Please render every line of the records below as a numbered list, skipping blank lines and leaving out the pictures.

Record excerpts =
%%

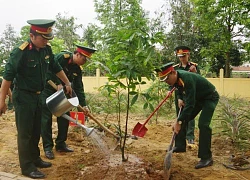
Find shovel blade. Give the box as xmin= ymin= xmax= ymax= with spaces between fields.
xmin=132 ymin=122 xmax=148 ymax=137
xmin=163 ymin=150 xmax=173 ymax=180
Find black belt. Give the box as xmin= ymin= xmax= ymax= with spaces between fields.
xmin=15 ymin=87 xmax=42 ymax=95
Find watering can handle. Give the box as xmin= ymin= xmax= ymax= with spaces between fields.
xmin=48 ymin=80 xmax=120 ymax=139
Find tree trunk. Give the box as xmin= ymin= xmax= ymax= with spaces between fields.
xmin=225 ymin=52 xmax=231 ymax=78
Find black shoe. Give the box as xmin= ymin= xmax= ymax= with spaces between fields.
xmin=195 ymin=158 xmax=213 ymax=169
xmin=173 ymin=147 xmax=186 ymax=153
xmin=56 ymin=146 xmax=74 ymax=152
xmin=23 ymin=170 xmax=45 ymax=179
xmin=34 ymin=159 xmax=52 ymax=168
xmin=45 ymin=151 xmax=55 ymax=159
xmin=188 ymin=139 xmax=194 ymax=144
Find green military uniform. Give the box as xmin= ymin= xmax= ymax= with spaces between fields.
xmin=173 ymin=62 xmax=200 ymax=140
xmin=41 ymin=52 xmax=86 ymax=151
xmin=3 ymin=38 xmax=62 ymax=174
xmin=174 ymin=70 xmax=219 ymax=159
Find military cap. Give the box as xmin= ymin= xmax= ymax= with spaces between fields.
xmin=155 ymin=62 xmax=174 ymax=81
xmin=27 ymin=19 xmax=55 ymax=40
xmin=174 ymin=46 xmax=190 ymax=57
xmin=76 ymin=45 xmax=96 ymax=58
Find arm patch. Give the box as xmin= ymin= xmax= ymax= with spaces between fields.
xmin=63 ymin=54 xmax=70 ymax=59
xmin=19 ymin=41 xmax=29 ymax=51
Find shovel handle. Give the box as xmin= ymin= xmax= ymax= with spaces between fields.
xmin=168 ymin=107 xmax=182 ymax=151
xmin=139 ymin=87 xmax=176 ymax=131
xmin=48 ymin=80 xmax=120 ymax=139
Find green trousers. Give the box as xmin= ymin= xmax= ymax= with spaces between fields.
xmin=175 ymin=91 xmax=219 ymax=159
xmin=12 ymin=89 xmax=42 ymax=174
xmin=41 ymin=89 xmax=69 ymax=151
xmin=175 ymin=93 xmax=195 ymax=140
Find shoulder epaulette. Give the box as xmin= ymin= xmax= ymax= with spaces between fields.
xmin=190 ymin=62 xmax=198 ymax=66
xmin=63 ymin=54 xmax=70 ymax=59
xmin=19 ymin=41 xmax=29 ymax=51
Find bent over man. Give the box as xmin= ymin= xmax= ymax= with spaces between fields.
xmin=157 ymin=63 xmax=219 ymax=169
xmin=0 ymin=19 xmax=72 ymax=178
xmin=41 ymin=45 xmax=96 ymax=159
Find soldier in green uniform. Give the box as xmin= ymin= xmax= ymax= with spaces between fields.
xmin=41 ymin=45 xmax=96 ymax=159
xmin=157 ymin=63 xmax=219 ymax=169
xmin=174 ymin=46 xmax=200 ymax=144
xmin=0 ymin=19 xmax=72 ymax=178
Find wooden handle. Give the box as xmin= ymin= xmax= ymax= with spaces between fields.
xmin=48 ymin=80 xmax=120 ymax=139
xmin=48 ymin=80 xmax=57 ymax=90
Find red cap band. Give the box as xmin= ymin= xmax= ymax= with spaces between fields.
xmin=177 ymin=49 xmax=189 ymax=54
xmin=30 ymin=25 xmax=52 ymax=34
xmin=76 ymin=48 xmax=92 ymax=58
xmin=158 ymin=66 xmax=174 ymax=77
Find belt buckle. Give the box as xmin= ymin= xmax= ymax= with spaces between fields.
xmin=36 ymin=91 xmax=41 ymax=94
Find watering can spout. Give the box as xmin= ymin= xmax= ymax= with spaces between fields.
xmin=62 ymin=114 xmax=94 ymax=136
xmin=85 ymin=128 xmax=94 ymax=136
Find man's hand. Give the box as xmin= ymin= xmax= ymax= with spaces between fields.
xmin=178 ymin=99 xmax=185 ymax=108
xmin=172 ymin=119 xmax=181 ymax=134
xmin=65 ymin=84 xmax=72 ymax=96
xmin=82 ymin=106 xmax=90 ymax=116
xmin=57 ymin=84 xmax=63 ymax=91
xmin=189 ymin=65 xmax=197 ymax=73
xmin=0 ymin=101 xmax=7 ymax=116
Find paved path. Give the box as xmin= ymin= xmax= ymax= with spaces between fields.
xmin=0 ymin=172 xmax=31 ymax=180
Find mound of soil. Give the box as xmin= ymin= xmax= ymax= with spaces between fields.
xmin=0 ymin=112 xmax=250 ymax=180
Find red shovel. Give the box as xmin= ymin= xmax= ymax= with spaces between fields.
xmin=132 ymin=87 xmax=176 ymax=137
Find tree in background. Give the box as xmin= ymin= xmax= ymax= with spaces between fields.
xmin=54 ymin=13 xmax=82 ymax=51
xmin=191 ymin=0 xmax=249 ymax=78
xmin=0 ymin=24 xmax=20 ymax=74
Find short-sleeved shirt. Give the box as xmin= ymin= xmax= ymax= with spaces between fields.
xmin=173 ymin=62 xmax=200 ymax=74
xmin=174 ymin=62 xmax=200 ymax=100
xmin=3 ymin=39 xmax=62 ymax=92
xmin=174 ymin=70 xmax=215 ymax=121
xmin=47 ymin=51 xmax=86 ymax=106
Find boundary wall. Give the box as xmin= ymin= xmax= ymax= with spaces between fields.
xmin=83 ymin=69 xmax=250 ymax=100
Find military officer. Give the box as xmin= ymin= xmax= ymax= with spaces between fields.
xmin=174 ymin=46 xmax=200 ymax=144
xmin=0 ymin=19 xmax=72 ymax=178
xmin=157 ymin=63 xmax=219 ymax=169
xmin=41 ymin=45 xmax=96 ymax=159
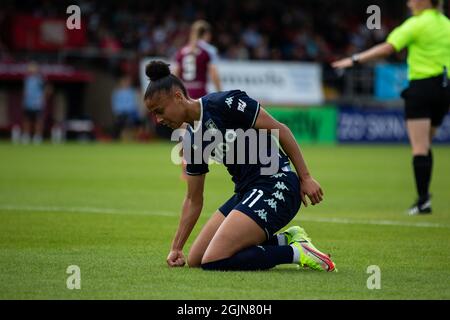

%%

The completed task =
1. Find shovel blade. Give the box as xmin= ymin= xmax= ymax= with spaces between fields.
2. xmin=132 ymin=122 xmax=148 ymax=137
3. xmin=163 ymin=150 xmax=173 ymax=180
4. Find black belt. Give the box as xmin= ymin= xmax= ymax= with spaces between fields.
5. xmin=15 ymin=87 xmax=42 ymax=95
6. Find watering can handle. Give the box as xmin= ymin= xmax= ymax= with spaces between fields.
7. xmin=48 ymin=80 xmax=120 ymax=139
8. Find tree trunk. Give the box as xmin= ymin= xmax= ymax= with spaces between fields.
9. xmin=225 ymin=52 xmax=231 ymax=78
10. Find black shoe. Give the box as xmin= ymin= xmax= ymax= with spaces between fields.
11. xmin=195 ymin=158 xmax=213 ymax=169
12. xmin=173 ymin=147 xmax=186 ymax=153
13. xmin=56 ymin=146 xmax=74 ymax=152
14. xmin=23 ymin=170 xmax=45 ymax=179
15. xmin=34 ymin=159 xmax=52 ymax=168
16. xmin=45 ymin=151 xmax=55 ymax=159
17. xmin=188 ymin=139 xmax=194 ymax=144
18. Find green military uniform. Give the box as xmin= ymin= xmax= ymax= with spaces between fields.
19. xmin=173 ymin=62 xmax=200 ymax=140
20. xmin=41 ymin=52 xmax=86 ymax=151
21. xmin=3 ymin=38 xmax=62 ymax=174
22. xmin=174 ymin=70 xmax=219 ymax=159
23. Find military cap. Give the box as xmin= ymin= xmax= ymax= with spaces between fields.
24. xmin=155 ymin=62 xmax=174 ymax=81
25. xmin=27 ymin=19 xmax=55 ymax=40
26. xmin=174 ymin=46 xmax=190 ymax=57
27. xmin=76 ymin=45 xmax=96 ymax=58
28. Find arm patch. Give the box as xmin= ymin= xmax= ymax= with spaces between fields.
29. xmin=63 ymin=54 xmax=70 ymax=59
30. xmin=19 ymin=41 xmax=29 ymax=51
31. Find shovel handle. Give the box as xmin= ymin= xmax= ymax= with spaces between fields.
32. xmin=168 ymin=107 xmax=182 ymax=151
33. xmin=139 ymin=87 xmax=176 ymax=131
34. xmin=48 ymin=80 xmax=120 ymax=139
35. Find green trousers. Give the box as xmin= ymin= xmax= ymax= with spaces between fields.
36. xmin=175 ymin=91 xmax=219 ymax=159
37. xmin=12 ymin=89 xmax=42 ymax=174
38. xmin=41 ymin=89 xmax=69 ymax=151
39. xmin=175 ymin=93 xmax=195 ymax=140
40. Find shoulder epaulette. Give the box as xmin= ymin= xmax= ymax= with spaces between fields.
41. xmin=190 ymin=62 xmax=198 ymax=66
42. xmin=63 ymin=54 xmax=70 ymax=59
43. xmin=19 ymin=41 xmax=29 ymax=51
44. Find bent over man. Give the box as xmin= ymin= xmax= ymax= with spaces between fields.
45. xmin=157 ymin=63 xmax=219 ymax=169
46. xmin=0 ymin=19 xmax=72 ymax=178
47. xmin=41 ymin=45 xmax=96 ymax=159
48. Find soldier in green uniform. Give the box as xmin= ymin= xmax= ymax= with spaces between fields.
49. xmin=41 ymin=45 xmax=96 ymax=159
50. xmin=157 ymin=63 xmax=219 ymax=169
51. xmin=174 ymin=46 xmax=200 ymax=144
52. xmin=0 ymin=19 xmax=72 ymax=178
53. Find wooden handle. Give the box as xmin= ymin= xmax= ymax= with spaces between fields.
54. xmin=48 ymin=80 xmax=120 ymax=139
55. xmin=48 ymin=80 xmax=57 ymax=90
56. Find red cap band. Give the box as xmin= ymin= xmax= ymax= with spaces between fields.
57. xmin=177 ymin=49 xmax=189 ymax=54
58. xmin=30 ymin=25 xmax=52 ymax=34
59. xmin=76 ymin=48 xmax=92 ymax=58
60. xmin=158 ymin=66 xmax=174 ymax=77
61. Find belt buckle. Give the box as xmin= ymin= xmax= ymax= with spaces between fields.
62. xmin=36 ymin=91 xmax=41 ymax=94
63. Find watering can spout. Give the box as xmin= ymin= xmax= ymax= with spaces between fields.
64. xmin=62 ymin=114 xmax=94 ymax=136
65. xmin=85 ymin=128 xmax=94 ymax=136
66. Find man's hand. Give the box as xmin= ymin= xmax= ymax= with spaces between fields.
67. xmin=178 ymin=99 xmax=185 ymax=108
68. xmin=172 ymin=119 xmax=181 ymax=134
69. xmin=65 ymin=84 xmax=72 ymax=96
70. xmin=82 ymin=106 xmax=90 ymax=116
71. xmin=57 ymin=84 xmax=63 ymax=91
72. xmin=189 ymin=65 xmax=197 ymax=73
73. xmin=0 ymin=101 xmax=7 ymax=116
74. Find paved path. Give the box as xmin= ymin= xmax= ymax= with spaces between fields.
75. xmin=0 ymin=172 xmax=31 ymax=180
76. Find mound of soil. Give the box as xmin= ymin= xmax= ymax= with spaces between fields.
77. xmin=0 ymin=112 xmax=250 ymax=180
78. Find red shovel. Give the box as xmin= ymin= xmax= ymax= with spaces between fields.
79. xmin=132 ymin=87 xmax=176 ymax=137
80. Find tree in background. Give the box as xmin= ymin= xmax= ymax= with spaces between fields.
81. xmin=54 ymin=13 xmax=82 ymax=51
82. xmin=191 ymin=0 xmax=249 ymax=78
83. xmin=0 ymin=24 xmax=20 ymax=74
84. Find short-sleeved shirt. Give the box as xmin= ymin= xmax= ymax= with spaces between fields.
85. xmin=173 ymin=62 xmax=200 ymax=74
86. xmin=174 ymin=62 xmax=200 ymax=100
87. xmin=3 ymin=39 xmax=62 ymax=92
88. xmin=174 ymin=70 xmax=215 ymax=121
89. xmin=47 ymin=51 xmax=86 ymax=106
90. Find boundary wall. Give the box as xmin= ymin= xmax= ymax= with spaces between fields.
91. xmin=83 ymin=69 xmax=250 ymax=100
92. Find military officer. Give the box as xmin= ymin= xmax= ymax= with spaces between fields.
93. xmin=174 ymin=46 xmax=200 ymax=144
94. xmin=0 ymin=19 xmax=72 ymax=178
95. xmin=157 ymin=63 xmax=219 ymax=169
96. xmin=41 ymin=45 xmax=96 ymax=159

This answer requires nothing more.